◆ What you will do ◆
Exact copy, no pictures: repeat the data that follows.

Items from a data source:
━━━
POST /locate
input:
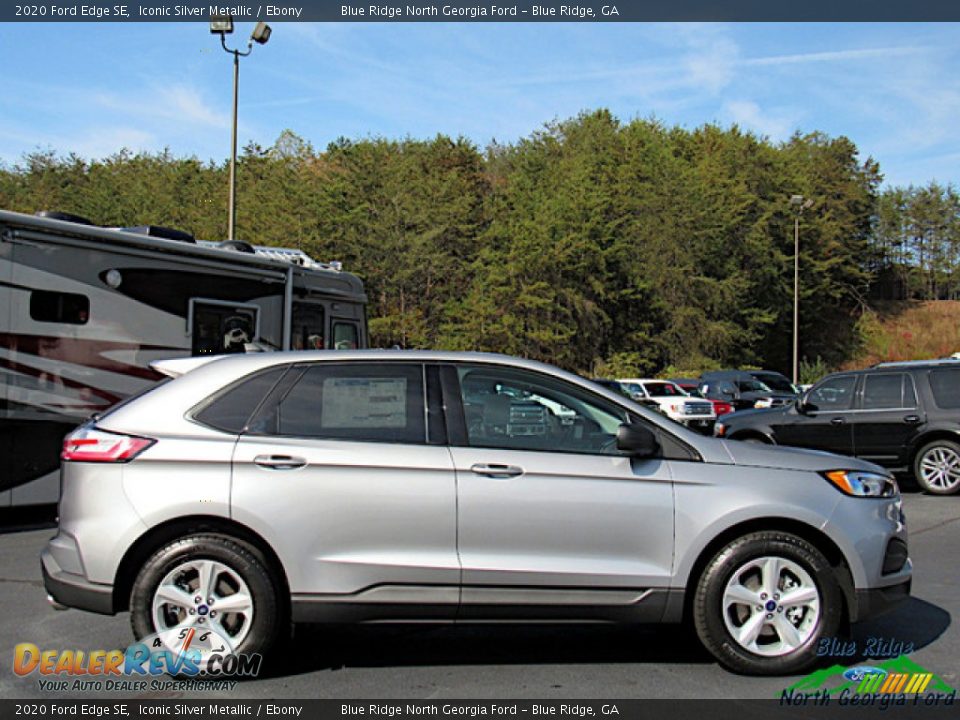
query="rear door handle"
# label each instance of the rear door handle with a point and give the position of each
(496, 470)
(279, 462)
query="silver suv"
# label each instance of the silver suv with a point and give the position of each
(256, 490)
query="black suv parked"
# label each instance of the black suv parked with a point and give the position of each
(903, 416)
(743, 389)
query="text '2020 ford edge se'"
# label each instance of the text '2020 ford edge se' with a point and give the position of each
(391, 485)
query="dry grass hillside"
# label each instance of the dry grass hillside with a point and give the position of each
(909, 331)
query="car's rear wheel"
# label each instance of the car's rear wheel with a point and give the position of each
(937, 467)
(764, 601)
(207, 582)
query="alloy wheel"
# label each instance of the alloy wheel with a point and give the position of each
(204, 595)
(771, 606)
(940, 468)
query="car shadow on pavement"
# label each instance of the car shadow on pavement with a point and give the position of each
(323, 647)
(908, 628)
(24, 519)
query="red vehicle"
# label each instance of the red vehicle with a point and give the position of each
(689, 386)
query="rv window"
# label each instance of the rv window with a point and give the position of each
(222, 328)
(345, 336)
(307, 328)
(46, 306)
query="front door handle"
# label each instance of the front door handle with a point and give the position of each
(279, 462)
(496, 470)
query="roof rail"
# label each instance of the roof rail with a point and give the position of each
(287, 255)
(914, 363)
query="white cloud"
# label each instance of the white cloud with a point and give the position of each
(832, 56)
(749, 115)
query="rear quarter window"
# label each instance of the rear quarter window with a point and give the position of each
(230, 409)
(945, 385)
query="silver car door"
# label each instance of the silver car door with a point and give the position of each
(549, 513)
(339, 476)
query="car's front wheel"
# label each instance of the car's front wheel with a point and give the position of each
(216, 585)
(937, 467)
(764, 601)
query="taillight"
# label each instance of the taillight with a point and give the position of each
(87, 444)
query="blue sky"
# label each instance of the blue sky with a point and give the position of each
(93, 88)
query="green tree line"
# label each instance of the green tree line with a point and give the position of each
(599, 245)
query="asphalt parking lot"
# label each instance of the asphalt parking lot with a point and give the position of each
(507, 661)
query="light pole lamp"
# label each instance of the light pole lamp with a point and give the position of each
(800, 204)
(222, 25)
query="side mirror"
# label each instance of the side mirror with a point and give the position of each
(637, 440)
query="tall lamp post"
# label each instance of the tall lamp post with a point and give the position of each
(223, 26)
(800, 204)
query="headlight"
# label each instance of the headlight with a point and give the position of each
(859, 483)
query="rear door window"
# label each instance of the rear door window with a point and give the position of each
(346, 336)
(945, 385)
(835, 393)
(882, 392)
(363, 401)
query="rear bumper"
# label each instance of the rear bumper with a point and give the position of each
(75, 590)
(876, 601)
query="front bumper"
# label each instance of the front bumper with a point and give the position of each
(877, 601)
(75, 590)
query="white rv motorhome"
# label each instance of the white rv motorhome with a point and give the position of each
(85, 309)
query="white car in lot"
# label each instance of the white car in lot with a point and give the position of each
(672, 401)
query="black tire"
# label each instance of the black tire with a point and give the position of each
(708, 602)
(945, 445)
(269, 614)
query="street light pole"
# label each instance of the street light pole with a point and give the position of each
(801, 204)
(223, 26)
(796, 299)
(232, 211)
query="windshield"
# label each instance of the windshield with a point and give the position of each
(752, 386)
(778, 383)
(663, 390)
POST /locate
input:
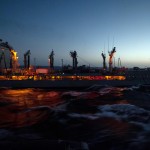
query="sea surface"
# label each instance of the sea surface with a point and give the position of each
(96, 118)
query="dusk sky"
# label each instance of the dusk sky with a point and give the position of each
(87, 26)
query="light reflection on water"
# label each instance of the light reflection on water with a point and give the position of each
(106, 118)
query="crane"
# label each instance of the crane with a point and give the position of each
(27, 59)
(104, 60)
(13, 56)
(74, 59)
(111, 54)
(51, 59)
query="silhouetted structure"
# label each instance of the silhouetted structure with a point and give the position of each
(111, 54)
(74, 60)
(51, 60)
(27, 59)
(104, 61)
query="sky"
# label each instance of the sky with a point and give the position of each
(86, 26)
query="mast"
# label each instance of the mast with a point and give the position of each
(111, 54)
(104, 60)
(51, 60)
(74, 60)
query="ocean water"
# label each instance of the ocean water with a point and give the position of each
(99, 117)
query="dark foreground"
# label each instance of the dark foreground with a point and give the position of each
━━━
◆ Your response ◆
POST /locate
input:
query="rear door handle"
# label each instance of the rear door handle with a point and give the position of each
(496, 470)
(279, 462)
query="silver suv"
# label each instance of the silver suv with a point and give the position of each
(256, 490)
query="black suv parked"
# label each instance of the black suv parked with a point and give the position of each
(903, 416)
(743, 389)
query="text '2020 ford edge se'"
# label each instance of the text '2020 ford edge se' with a point and give the position of each
(391, 485)
query="dry grass hillside"
# label each instance of the dry grass hillside with a point and give the position of each
(909, 331)
query="car's rear wheel"
# label each instance of the car's rear wheel with a point and give the position of each
(937, 467)
(764, 601)
(207, 582)
query="alloy wheel"
# label each instance of the alloy wheel with a point and give the position of each
(204, 595)
(771, 606)
(940, 468)
query="car shadow on pavement"
# label each instance of the car shadow on pavement with a point and give the position of each
(323, 647)
(908, 628)
(24, 519)
query="red vehicle"
# label each instance of the red vehicle with a point and give the position of each
(689, 386)
query="rv window"
# label each instance of the rv window with a point and give the position of each
(222, 328)
(345, 336)
(307, 328)
(46, 306)
query="front door handle"
# label each instance of the front door handle with a point and give the position of each
(279, 462)
(496, 470)
query="roof rail"
# label each instance of the roof rail with a point and give the position of each
(287, 255)
(914, 363)
query="white cloud"
# label each instance of the white cloud with a point and give the position of each
(832, 56)
(749, 115)
query="rear quarter window"
# label each instance of the rear quarter window with a point and give the position of each
(230, 409)
(945, 385)
query="silver car door"
# label each instance of the silver car door with a point and give the position of each
(549, 513)
(339, 476)
query="car's front wheel"
# label each instance of the car's front wheel with a point and give the position of each
(216, 585)
(937, 467)
(764, 601)
query="taillight"
# label each instance of the taillight with a point and give the position of each
(87, 444)
query="blue sky"
# label each instance of the blue sky with a point and give the position of each
(93, 88)
query="green tree line"
# label each instance of the green tree line with a point and give the position of each
(599, 245)
query="asphalt parking lot"
# label each instance of the asphalt parking lot with a point and give the position of each
(507, 661)
query="light pole lamp"
# label each instance of the light pole lamp with a point and give the position of each
(800, 204)
(222, 25)
query="side mirror"
# label each instance of the side mirror with a point and give the position of each
(637, 440)
query="tall lamp post"
# label each instance of the tall lamp post with a point and give the position of each
(223, 26)
(800, 204)
query="headlight"
# label each instance of the headlight with a point and give the position of each
(859, 483)
query="rear door window"
# label each instance of the rear door window with a point and give the position of each
(346, 336)
(945, 385)
(835, 393)
(882, 392)
(363, 401)
query="rear bumper"
# label each instance of the rear bumper with a point and give the position of each
(75, 590)
(876, 601)
query="front bumper"
# label each instance of the front bumper with a point and give the position of each
(877, 601)
(75, 590)
query="white rv motorhome"
# label each instance of the white rv motorhome with a point and give the position of each
(85, 309)
query="white car in lot"
# label each instance of the white car in lot with a point and give the position of each
(672, 401)
query="black tire"
# label each instance of the black tire with a point and give the position of each
(708, 602)
(945, 445)
(269, 614)
query="street light pole"
# label each instance of the street light pole with a point and give the position of each
(801, 204)
(223, 26)
(796, 299)
(232, 211)
query="windshield"
# label each instance of the windshield with a point and give the position of each
(752, 386)
(778, 383)
(663, 390)
POST /locate
input:
query="sea surface"
# label each instance of the sea surface with a point and give the position of each
(96, 118)
query="dusk sky"
# label each instance of the dusk sky with a point and give the position of each
(87, 26)
query="light reflection on water"
# label each instance of the light reflection on water with a point and give the position of each
(106, 118)
query="crane"
# label each instance of the crane with a point and give the position of each
(27, 59)
(104, 60)
(13, 56)
(74, 59)
(111, 54)
(51, 59)
query="silhouetted structure"
# label each instance of the silhouetted structure with a point and give the position of each
(111, 54)
(74, 60)
(51, 60)
(27, 59)
(104, 61)
query="sky"
# label each instance of the sky with a point and give the position of each
(86, 26)
query="mast"
# label each instance of the mast with a point and give the position of each
(111, 54)
(104, 60)
(51, 60)
(74, 60)
query="ocean water"
# label each instance of the ocean water with a point and give the position of each
(99, 117)
query="dark foreground"
# label each instance of the dark foreground with a point and give the position of each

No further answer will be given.